(Collected data)
___

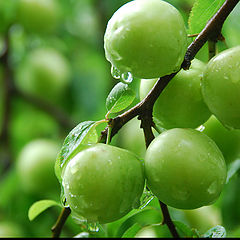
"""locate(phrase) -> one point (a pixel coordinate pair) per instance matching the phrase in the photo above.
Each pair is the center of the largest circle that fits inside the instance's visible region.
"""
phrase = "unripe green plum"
(181, 103)
(221, 87)
(185, 169)
(203, 218)
(45, 73)
(103, 183)
(38, 16)
(227, 140)
(35, 167)
(146, 38)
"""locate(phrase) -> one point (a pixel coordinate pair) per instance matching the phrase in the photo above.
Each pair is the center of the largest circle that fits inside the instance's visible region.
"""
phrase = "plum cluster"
(185, 165)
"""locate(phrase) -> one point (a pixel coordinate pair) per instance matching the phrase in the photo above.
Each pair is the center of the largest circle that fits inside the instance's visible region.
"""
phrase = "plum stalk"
(143, 109)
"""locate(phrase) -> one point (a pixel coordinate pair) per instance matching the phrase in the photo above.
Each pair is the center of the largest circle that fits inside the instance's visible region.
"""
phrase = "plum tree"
(154, 53)
(227, 140)
(185, 169)
(181, 103)
(203, 218)
(221, 87)
(131, 137)
(103, 183)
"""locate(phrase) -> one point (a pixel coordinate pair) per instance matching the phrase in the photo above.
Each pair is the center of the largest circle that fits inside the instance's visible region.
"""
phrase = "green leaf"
(215, 232)
(120, 97)
(187, 231)
(233, 169)
(132, 231)
(143, 218)
(39, 207)
(201, 13)
(83, 134)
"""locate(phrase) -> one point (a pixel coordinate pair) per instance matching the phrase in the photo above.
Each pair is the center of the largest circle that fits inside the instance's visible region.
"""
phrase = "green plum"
(227, 140)
(44, 73)
(185, 169)
(181, 103)
(103, 183)
(35, 167)
(39, 16)
(146, 38)
(221, 87)
(203, 218)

___

Restate the entire listing word for word, excluding pictures.

"""locate(phrase) -> one point (a pixel coordinate pair) per instance matching the phrase in the photo above.
Each pair is the center of the largest circle that fits inside the instance's visible region.
"""
phrase = "unripe green plum"
(181, 103)
(221, 87)
(185, 169)
(203, 218)
(45, 73)
(103, 183)
(38, 16)
(227, 140)
(35, 167)
(146, 38)
"""locate(phrase) -> one point (a pixel coordinate pair) per instance matching the phrase in the photo above.
Each pair is the center of the largest circle that fits inside the instance's visible region.
"""
phrase = "plum cluster"
(185, 165)
"""locate(phrase) -> one point (a pixel coordinate pair) per instance matching the phrase in the photo above.
Each pair is the center of the largest circle that fits inside the instance's visible region.
"""
phrase = "plum stalk"
(143, 109)
"""locate(phrase) -> one point (a pixel coordinate pair) per instance matching the phrase in the photo above.
Each pair is the center of the largest circle that fits inside the instance's visible region.
"""
phrase = "plum tree"
(154, 53)
(227, 140)
(185, 169)
(181, 103)
(203, 218)
(221, 87)
(131, 137)
(103, 183)
"""locate(phrase) -> one point (a pixel coordinate pair) per instance matching the phrase in the photo above.
Each pair is the center of the largest circle that fits inside the instance's visible region.
"""
phrase = "green leaf"
(215, 232)
(120, 97)
(187, 231)
(233, 169)
(132, 231)
(143, 218)
(39, 207)
(201, 13)
(83, 134)
"""locate(phrase) -> one point (a pixel coordinate pair) per instance matching the phrase in the photo above.
Each pair is the center of the largest circle that fits inside the instance's visible region.
"""
phrase = "green plum"
(227, 140)
(44, 73)
(185, 169)
(181, 103)
(103, 183)
(35, 167)
(39, 16)
(146, 38)
(221, 87)
(203, 218)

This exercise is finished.